Extrahierter Text:
_ _ _ _ _
Vergnügen und Verbrechen: Großstadtfilme der Weimarer Republik

Das Kino der Weimarer Republik brachte nicht nur den expressionistischen Film hervor, sondern tauchte auch in das Gewimmel der modernen Großstadt ein, machte soziale Gegensätze transparent und ließ den Kleinbürger den Verlockungen der vielfältigen Vergnügungen verfallen. Das Österreichische Filmmuseum widmet diesem Aspekt des Weimarer Kinos derzeit eine Filmreihe.

Während in den ersten Jahren nach dem Ersten Weltkrieg expressionistische Werke wie Robert Wienes "Das Cabinet des Dr. Caligari" (1920), Friedrich Wilhelm Murnaus "Nosferatu" (1922) oder Fritz Langs "Dr. Mabuse" (1922) den Film der Weimarer Republik bestimmten, wurde diese Strömung etwa ab 1923 von Kammerspielfilmen und so genannten "Straßenfilmen" abgelöst.

Schauplatz von letzteren ist die moderne Großstadt, im Fall des deutschen Films meistens Berlin, gedreht wurde aber zumeist im Studio. Die Ballungszentren, die seit der Jahrhundertwende entstanden waren, boten mit ihrem – auch aufgrund der neuen Verkehrsmittel – dynamisierten Leben, mit dem Zusammenprall unterschiedlichster sozialer Schichten auf engem Raum, sowie den zahlreichen, vielfach nächtlichen Freizeitvergnügen, vielfältige Möglichkeiten für das dynamische und von visuellen Reizen lebende neue Medium Film.

Die Lichtermeere von Leuchtreklamen und Scheinwerfern auf der einen und dunkle Gassen auf der anderen Seite boten nicht nur Möglichkeiten zum Spiel mit Licht und Schatten, sondern man konnte darin ganz im Sinne von Brechts "denn die einen stehn im Dunkeln und die anderen stehn im Licht" soziale Gegensätze verdeutlichen. Statt Halb- und Nahaufnahmen wie im Kammerspielfilm dominieren hier folglich auch Halbtotalen und Totalen, durch die die Figuren in ein soziales Umfeld eingebettet werden.

Im Zentrum dieser Filme steht oft ein Kleinbürger, der den Reizen einer Frau oder den Verlockungen des Großstadtlebens im Allgemeinen verfällt, und auf die schiefe Bahn gerät. Als wichtigster Vorläufer dieser Strömung gilt "Von morgens bis mitternachts" (1920), in dem Karlheinz Martin in expressionistischen Kulissen von einem Bankangestellten erzählt, der Geld unterschlägt und auf der Flucht vor der Polizei durch die Großstadt irrt.

Endet dieser Film noch mit dem Selbstmord des Protagonisten erlaubt Karl Grune in "Die Straße" (1923), der als Prototyp der "Straßenfilme" gilt, seinem Kleinbürger ebenso wie beispielsweise sechs Jahre später Joe May in "Asphalt" (1929) einem Polizisten, die beide einer Frau verfallen und sich in ein Verbrechen verstrickten, am Ende eine reumütige Rückkehr in das bürgerliche Leben. Mag die melodramatische Handlung dieser Filme auch nicht überzeugen, so beeindrucken die im Studio gedrehten Straßenszenen doch immer noch durch ihren Realismus.
_ _ _ _ _
Angezeigte Informationen:
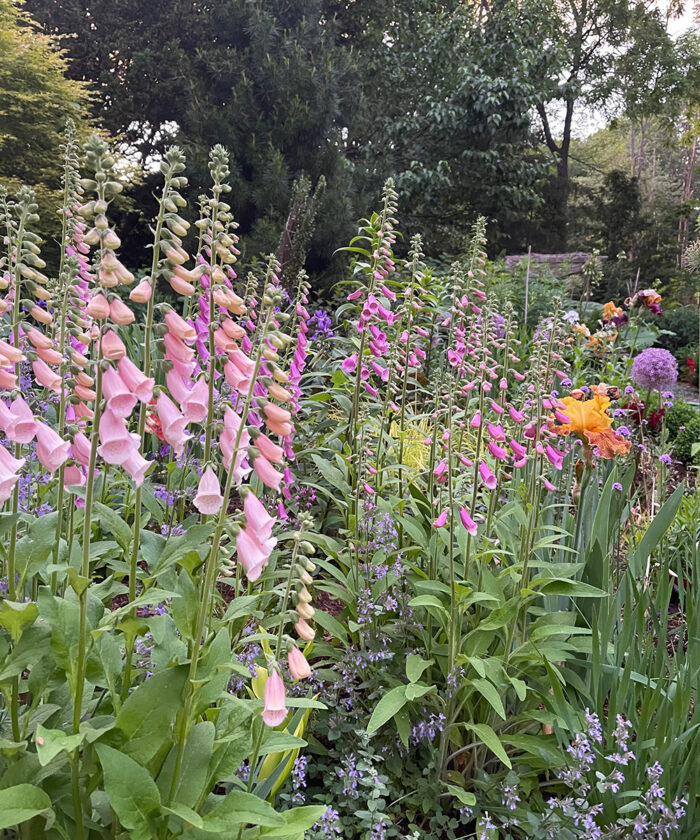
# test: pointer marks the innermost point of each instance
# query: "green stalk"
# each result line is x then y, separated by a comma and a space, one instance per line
209, 580
212, 344
133, 565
_ _ _ _ _
Aufgaben:
1. Gib den Absatz im Text über Großstadtfilme der Weimarer Republik, der mit „Die Lichtermeere von Leuchtreklamen“ beginnt, als knappe Stichpunktliste wieder. Seine wesentlichen Aussagen müssen dabei erhalten bleiben.
2. Setze den Text über Großstadtfilme der Weimarer Republik im Anschluss an seinen letzten Satz fort.

Ergebnisse je Aufgabe:
1.
- Leuchtreklamen und Scheinwerfer auf der einen und dunkle Gassen auf der anderen Seite ermöglichten ein Spiel mit Licht und Schatten.
- Zugleich ließen sich damit soziale Gegensätze verdeutlichen, ganz im Sinne von Brechts „denn die einen stehn im Dunkeln und die anderen stehn im Licht“.
- Statt Halb- und Nahaufnahmen wie im Kammerspielfilm dominieren hier Halbtotalen und Totalen.
- Diese Einstellungen betten die Figuren in ein soziales Umfeld ein.

2.
Die soziale Kluft in der Großstadt prangert dagegen Georg Wilhelm Pabst in "Die freudlose Gasse" (1925) und in der Verfilmung von Brechts "Dreigroschenoper" (1931) scharf an und auch Gerhard Lamprecht deckt in seinen Milieufilmen wie "Menschen untereinander" (1926) diese Gegensätze prägnant auf. In Hinterhöfe und bedrückende Wohnverhältnisse blickt aber auch Piel Jutzi in "Mutter Krausens Fahrt ins Glück" (1929) und seiner Verfilmung von Alfred Döblins Roman "Berlin - Alexanderplatz" (1931) und entwickelt aus der Zustandsschilderung heraus gleichzeitig Anklage wie Aufforderung zu sozialistischem Engagement. Dies fordern auch Leo Mittler in "Jenseits der Straße" (1929) und Werner Hochbaums "Razzia in St. Pauli" (1932), die beide im Milieu der Hamburger Bettler, Dirnen, Kriminellen und Arbeitslosen spielen.

Im Gegensatz zu diesen sozial engagierten Filmen geht es Walter Ruttmann in seinem konstruktivistischen Dokumentarfilm "Berlin – Die Sinfonie der Großstadt" (1927) darum, allein durch die Montage dedr Bilder den pulsierenden Rhythmus eines Arbeitstages vom ruhigen Beginn am Morgen über die hektische Geschäftigkeit des Tages bis zum ausgelassenen nächtlichen Vergnügen zu vermitteln.

Während sich bei Ruttmann dabei auch die Menschen der Montage unterordnen müssen, wie Objekte behandelt werden, bestimmt Robert Siodmaks, Egdar G. Ulmers, Billy Wilders und Fred Zinnemanns "Menschen am Sonntag" (1929) gerade der Blick auf die Menschen. In einem Mix aus Dokumentaraufnahmen der Großstadt und einer sehr reduzierten Spielhandlung vermittelt dieses Debüt in vielen kleinen Episoden einen Stimmung und Milieu genau treffenden Einblick in die sonntägliche Freizeitgestaltung junger Großstädter.

Als Ort des Verbrechens und der Verbrecherjagd erlebt man dagegen die Großstadt in Lamprechts Kästner-Verfilmung "Emil und die Detektive" (1931), vor allem aber in Fritz Langs Meisterwerk "M – Eine Stadt sucht einen Mörder" (1931), in dem die Aktionen der Polizei und der Gangster, die beide einen Kindermörder fassen wollen, in einer virtuosen Parallelmontage gleichgeschaltet werden.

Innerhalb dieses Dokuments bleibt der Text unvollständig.